■ Dati forniti
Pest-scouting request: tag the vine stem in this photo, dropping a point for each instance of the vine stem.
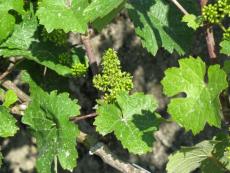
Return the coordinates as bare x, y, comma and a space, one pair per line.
21, 95
210, 41
78, 118
90, 53
90, 141
180, 7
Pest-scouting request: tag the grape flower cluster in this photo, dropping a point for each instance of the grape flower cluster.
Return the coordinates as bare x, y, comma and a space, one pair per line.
78, 69
215, 13
226, 34
112, 80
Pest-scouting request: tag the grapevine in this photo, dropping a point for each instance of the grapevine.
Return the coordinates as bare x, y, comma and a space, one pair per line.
112, 80
54, 91
58, 37
78, 69
226, 34
215, 13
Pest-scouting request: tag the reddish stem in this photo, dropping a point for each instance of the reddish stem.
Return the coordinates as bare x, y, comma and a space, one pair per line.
210, 41
89, 51
78, 118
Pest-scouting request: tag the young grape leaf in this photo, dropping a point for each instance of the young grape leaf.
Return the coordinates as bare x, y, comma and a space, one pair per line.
8, 127
192, 21
209, 156
22, 44
158, 24
100, 8
100, 23
132, 120
190, 158
7, 20
225, 47
201, 104
63, 15
226, 67
23, 34
10, 98
48, 117
41, 54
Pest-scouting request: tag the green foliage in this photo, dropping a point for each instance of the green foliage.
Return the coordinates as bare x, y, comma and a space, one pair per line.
226, 34
1, 157
158, 24
38, 32
7, 20
100, 8
57, 36
65, 58
48, 117
132, 119
201, 104
61, 15
227, 150
215, 13
101, 22
79, 69
10, 98
206, 155
112, 80
192, 21
8, 127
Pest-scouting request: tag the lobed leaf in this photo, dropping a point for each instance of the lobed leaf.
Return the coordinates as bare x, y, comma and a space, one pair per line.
158, 24
8, 127
61, 15
201, 104
132, 120
100, 8
209, 156
48, 117
10, 98
7, 20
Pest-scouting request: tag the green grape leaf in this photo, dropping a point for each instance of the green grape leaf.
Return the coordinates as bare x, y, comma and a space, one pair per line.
22, 44
225, 47
132, 120
23, 33
7, 20
190, 158
101, 8
209, 156
226, 67
61, 15
48, 117
41, 53
8, 127
1, 158
10, 98
192, 21
201, 104
100, 23
158, 24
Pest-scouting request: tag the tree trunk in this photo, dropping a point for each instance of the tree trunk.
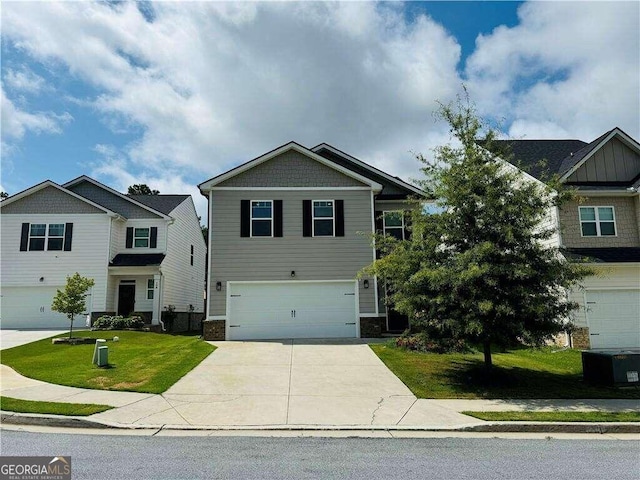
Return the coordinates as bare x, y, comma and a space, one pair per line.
487, 356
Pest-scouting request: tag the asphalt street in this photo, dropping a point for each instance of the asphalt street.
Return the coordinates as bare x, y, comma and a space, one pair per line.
134, 457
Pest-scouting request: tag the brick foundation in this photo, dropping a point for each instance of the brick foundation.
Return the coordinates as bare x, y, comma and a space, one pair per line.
371, 327
213, 330
580, 338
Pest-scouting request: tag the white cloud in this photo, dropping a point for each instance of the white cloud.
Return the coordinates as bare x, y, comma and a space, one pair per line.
568, 69
16, 122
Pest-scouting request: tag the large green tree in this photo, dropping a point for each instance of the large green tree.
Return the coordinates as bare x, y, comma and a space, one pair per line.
141, 189
481, 269
71, 300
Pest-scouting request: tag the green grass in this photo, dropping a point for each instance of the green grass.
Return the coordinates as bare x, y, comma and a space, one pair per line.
557, 416
139, 362
518, 373
9, 404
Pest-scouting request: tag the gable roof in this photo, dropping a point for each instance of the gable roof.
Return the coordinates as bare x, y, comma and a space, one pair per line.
84, 178
49, 183
563, 157
368, 170
161, 203
212, 182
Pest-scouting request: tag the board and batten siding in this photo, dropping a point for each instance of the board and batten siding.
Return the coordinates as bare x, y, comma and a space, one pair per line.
183, 282
234, 258
88, 255
614, 277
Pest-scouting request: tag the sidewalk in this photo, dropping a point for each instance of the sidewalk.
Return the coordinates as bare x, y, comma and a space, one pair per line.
140, 410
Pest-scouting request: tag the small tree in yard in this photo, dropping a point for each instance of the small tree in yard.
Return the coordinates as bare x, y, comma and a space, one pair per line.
479, 270
71, 300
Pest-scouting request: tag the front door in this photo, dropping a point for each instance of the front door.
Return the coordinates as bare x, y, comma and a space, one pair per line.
126, 299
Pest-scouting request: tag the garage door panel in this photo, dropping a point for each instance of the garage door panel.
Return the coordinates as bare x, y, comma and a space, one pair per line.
292, 310
30, 307
614, 318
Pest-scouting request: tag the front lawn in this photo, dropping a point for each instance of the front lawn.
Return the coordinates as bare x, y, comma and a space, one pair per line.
518, 373
556, 416
139, 362
9, 404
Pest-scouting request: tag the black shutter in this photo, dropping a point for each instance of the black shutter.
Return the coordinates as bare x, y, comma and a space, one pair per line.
153, 243
129, 237
339, 218
379, 228
306, 218
407, 223
24, 239
245, 218
277, 218
68, 236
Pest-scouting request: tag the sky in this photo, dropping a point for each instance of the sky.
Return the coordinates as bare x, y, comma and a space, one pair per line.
172, 94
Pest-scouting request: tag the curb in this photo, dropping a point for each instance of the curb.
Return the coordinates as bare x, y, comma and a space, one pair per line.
498, 427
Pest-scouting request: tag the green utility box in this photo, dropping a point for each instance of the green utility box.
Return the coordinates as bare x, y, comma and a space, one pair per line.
103, 356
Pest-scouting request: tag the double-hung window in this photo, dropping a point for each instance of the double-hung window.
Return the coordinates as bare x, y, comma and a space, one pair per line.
394, 224
323, 218
46, 237
262, 218
597, 221
141, 237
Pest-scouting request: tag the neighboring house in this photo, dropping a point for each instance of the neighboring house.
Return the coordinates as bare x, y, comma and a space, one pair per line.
602, 227
143, 252
289, 232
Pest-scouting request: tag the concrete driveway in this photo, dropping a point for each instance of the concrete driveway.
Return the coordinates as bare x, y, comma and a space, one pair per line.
13, 338
290, 382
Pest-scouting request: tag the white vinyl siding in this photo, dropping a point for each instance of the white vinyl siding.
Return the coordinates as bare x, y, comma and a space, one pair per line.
183, 283
88, 257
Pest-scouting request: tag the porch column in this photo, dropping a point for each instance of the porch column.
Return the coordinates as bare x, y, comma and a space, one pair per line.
157, 309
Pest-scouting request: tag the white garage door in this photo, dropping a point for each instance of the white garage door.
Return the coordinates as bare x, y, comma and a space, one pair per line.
291, 310
30, 307
614, 318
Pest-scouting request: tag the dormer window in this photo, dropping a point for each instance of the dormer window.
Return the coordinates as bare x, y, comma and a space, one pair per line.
597, 221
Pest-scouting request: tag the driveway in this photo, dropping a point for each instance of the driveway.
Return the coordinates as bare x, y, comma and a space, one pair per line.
290, 382
13, 338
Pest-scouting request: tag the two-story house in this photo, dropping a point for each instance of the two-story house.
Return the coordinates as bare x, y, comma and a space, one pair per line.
601, 227
143, 253
289, 233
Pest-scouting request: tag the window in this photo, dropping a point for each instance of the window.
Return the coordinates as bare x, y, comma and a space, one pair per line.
150, 284
323, 218
141, 237
41, 236
597, 221
394, 224
261, 218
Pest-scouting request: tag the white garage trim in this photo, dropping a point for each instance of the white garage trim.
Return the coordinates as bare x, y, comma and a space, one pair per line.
284, 283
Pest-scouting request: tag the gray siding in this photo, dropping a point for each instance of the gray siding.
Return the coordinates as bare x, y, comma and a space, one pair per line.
626, 223
112, 202
254, 259
614, 162
291, 169
49, 200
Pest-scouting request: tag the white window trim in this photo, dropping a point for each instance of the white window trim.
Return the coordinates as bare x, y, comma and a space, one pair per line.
148, 237
150, 289
597, 221
251, 219
313, 219
384, 221
46, 237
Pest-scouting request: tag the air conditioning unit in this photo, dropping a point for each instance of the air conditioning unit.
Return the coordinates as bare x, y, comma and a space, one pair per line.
611, 367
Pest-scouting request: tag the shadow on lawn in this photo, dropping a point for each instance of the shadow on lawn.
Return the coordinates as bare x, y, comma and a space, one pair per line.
469, 376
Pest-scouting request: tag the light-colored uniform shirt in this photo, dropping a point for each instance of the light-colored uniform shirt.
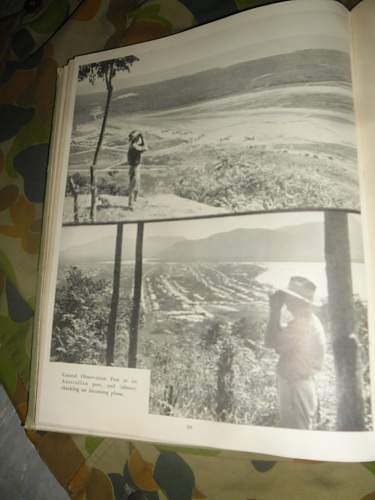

■ Scopo dell'esercizio
Filtri gli elementi riportati sopra e trascriva ogni riga che contiene la parola "driveway", rispettando la distinzione tra maiuscole e minuscole.

■ La risposta
Pest-scouting request: tag the concrete driveway in this photo, dropping a point for each instance of the concrete driveway.
Pest-scouting request: tag the driveway in this photo, dropping a point for each instance of the driveway.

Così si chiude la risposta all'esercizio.